### TEXT SHOWN
[Start of section]
The authors of a recent report (JPGN 2014; 59: 409-16) acknowledge that “bowel regimens vary significantly” and “few clinical studies in pediatrics have evaluated the use of various bowel preparation regimens.” Furthermore, “pediatric studies did not have a common efficacy measure.”

Nevertheless, they provide a “NASPGHAN best practices cleanout regimens.”  According to Table 7:

  • Option 1: PEG-3350 (eg. Miralax) -1-day cleanout:  If less than 50 kg, then 4 g/kg/day + bisacodyl 5 mg.  If >50 kg, then 238 g in 1.5 L sports drink + bisacodyl 10 mg.   PEG-3350 administered over 4-6 hours.
  • Option 2: PEG-3350 -2-day cleanout: If <50 kg, then 2 g/kg/day + bisacodyl 5 mg; if >50 kg, then 2 g/kg/day + bisacodyl 10 mg.
  • Option 3: NG cleanout: PEG-ELS (eg. Nulytely) 25 mL/kg/h (max 450 mL/h).  NG cleanouts mainly in those with history of failed preps or other adherence problems (eg. vomiting).
  • Option 4: non-PEG cleanout: Magnesium citrate 4-6 mL/kg/day + bisacodyl 5-10 mg.

My personal opinion is that Table 7 could drop the words “best practices” since the report states “alternative dosing regimens may be entirely reasonable” and the data are quite limited.
[End of section]
### DATA FOR REVIEW
[Start of section]
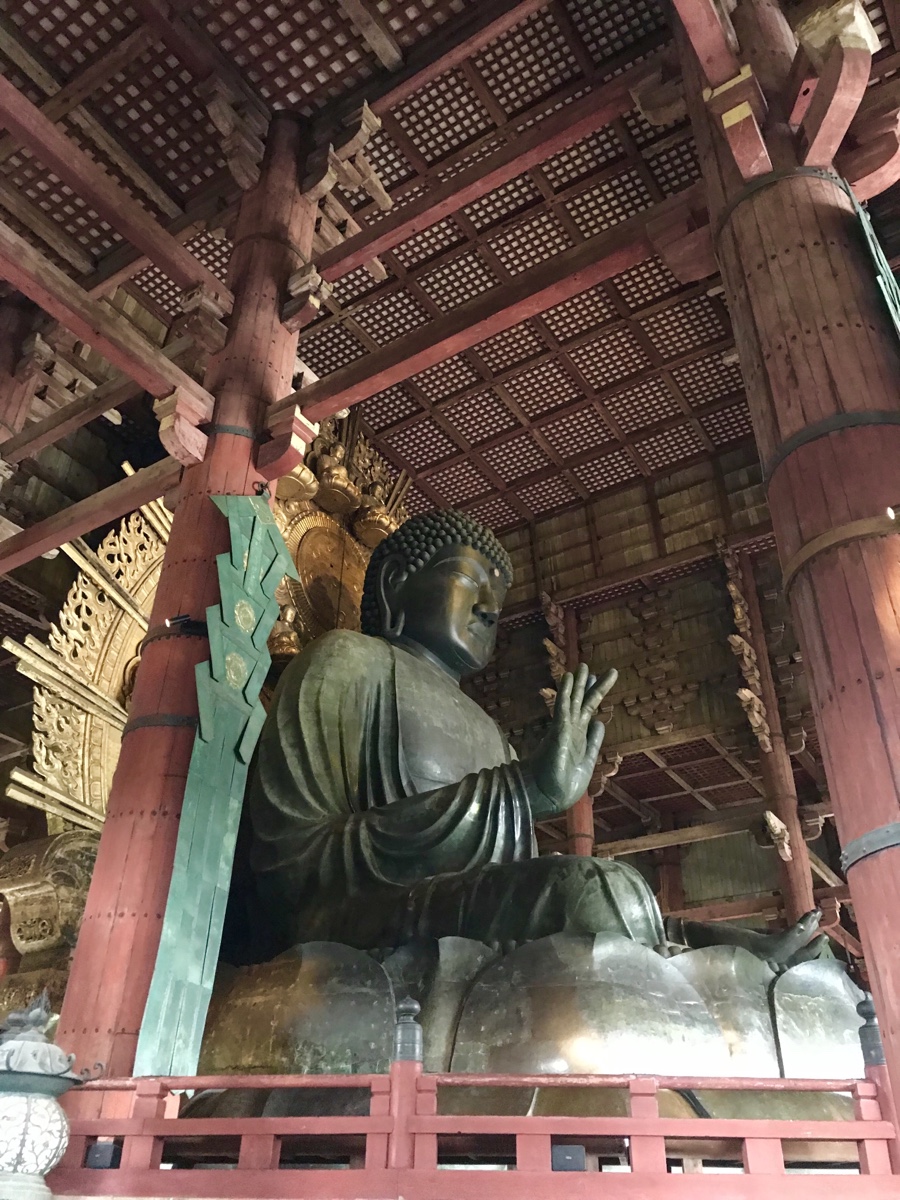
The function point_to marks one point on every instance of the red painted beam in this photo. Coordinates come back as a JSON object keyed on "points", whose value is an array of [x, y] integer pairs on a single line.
[End of section]
[Start of section]
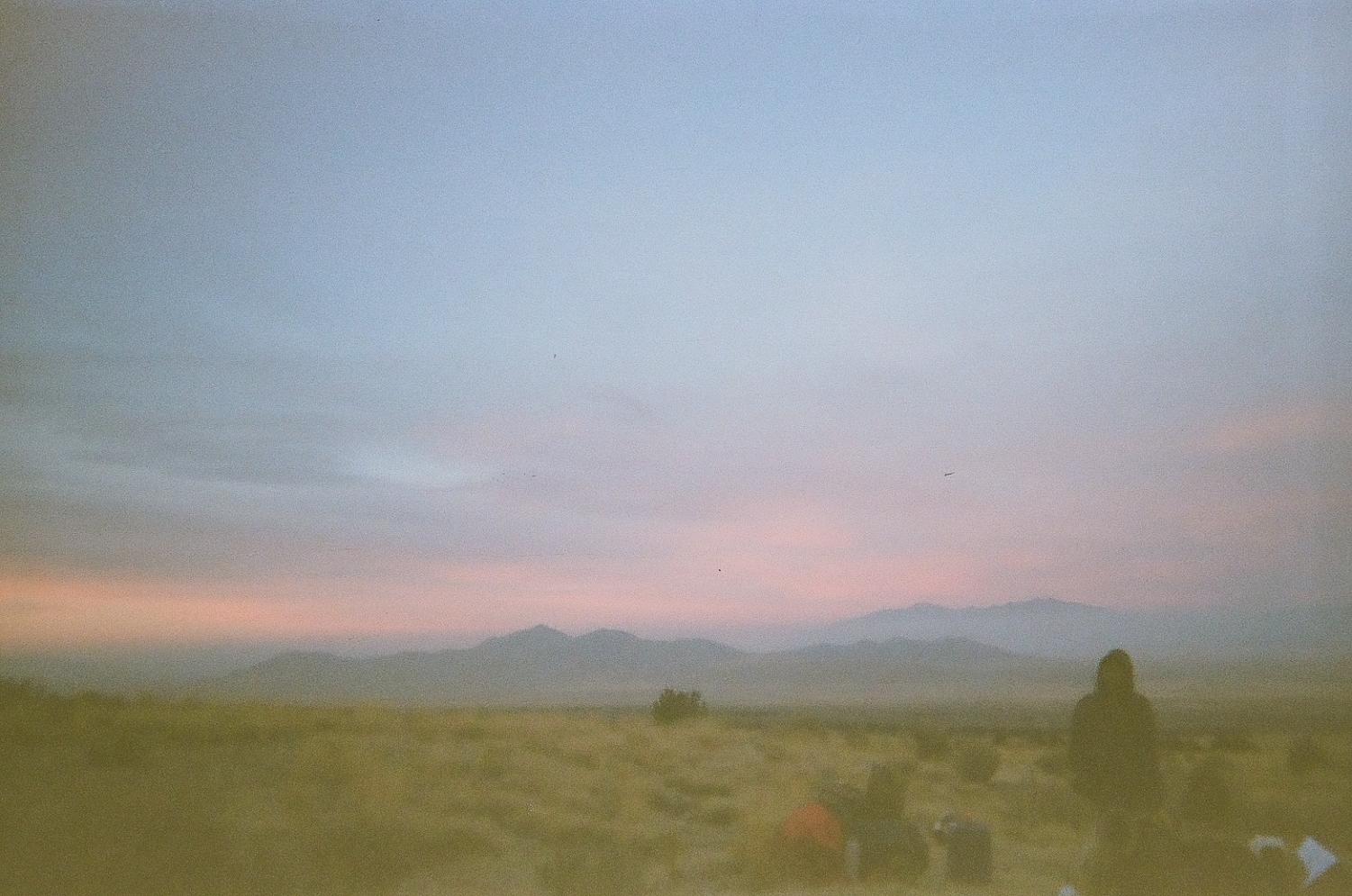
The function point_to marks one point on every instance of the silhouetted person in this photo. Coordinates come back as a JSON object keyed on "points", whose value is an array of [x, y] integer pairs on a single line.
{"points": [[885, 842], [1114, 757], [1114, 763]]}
[End of section]
[Start of section]
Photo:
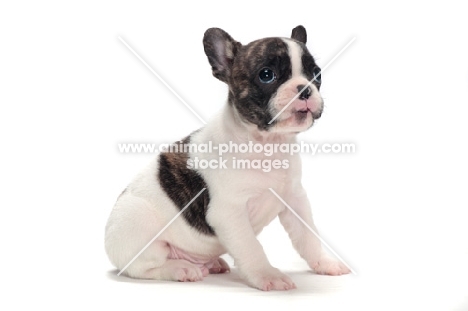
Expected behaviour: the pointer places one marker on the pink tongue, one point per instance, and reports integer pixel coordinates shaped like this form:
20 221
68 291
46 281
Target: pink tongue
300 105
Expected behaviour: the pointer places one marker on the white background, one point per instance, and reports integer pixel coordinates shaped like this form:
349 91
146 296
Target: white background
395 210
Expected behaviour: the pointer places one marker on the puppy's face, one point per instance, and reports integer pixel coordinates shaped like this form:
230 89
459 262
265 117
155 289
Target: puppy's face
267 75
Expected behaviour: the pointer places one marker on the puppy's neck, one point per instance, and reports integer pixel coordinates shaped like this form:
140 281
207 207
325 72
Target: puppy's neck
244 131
[End of section]
### WORK ITEM A
Answer these from the bowel cleanout text:
(i) In Option 1, over how many hours is PEG-3350 given?
(ii) What is the maximum hourly rate for PEG-ELS in the NG cleanout?
(iii) Which words does the writer say Table 7 could drop?
### WORK ITEM B
Translate this sentence from the bowel cleanout text into Spanish: "My personal opinion is that Table 7 could drop the words “best practices” since the report states “alternative dosing regimens may be entirely reasonable” and the data are quite limited."

### WRITTEN RESPONSE A
(i) 4-6 hours
(ii) 450 mL/h
(iii) "best practices"

### WRITTEN RESPONSE B
Mi opinión personal es que la Tabla 7 podría prescindir de las palabras «mejores prácticas», ya que el informe afirma que «los regímenes de dosificación alternativos pueden ser totalmente razonables» y los datos son bastante limitados.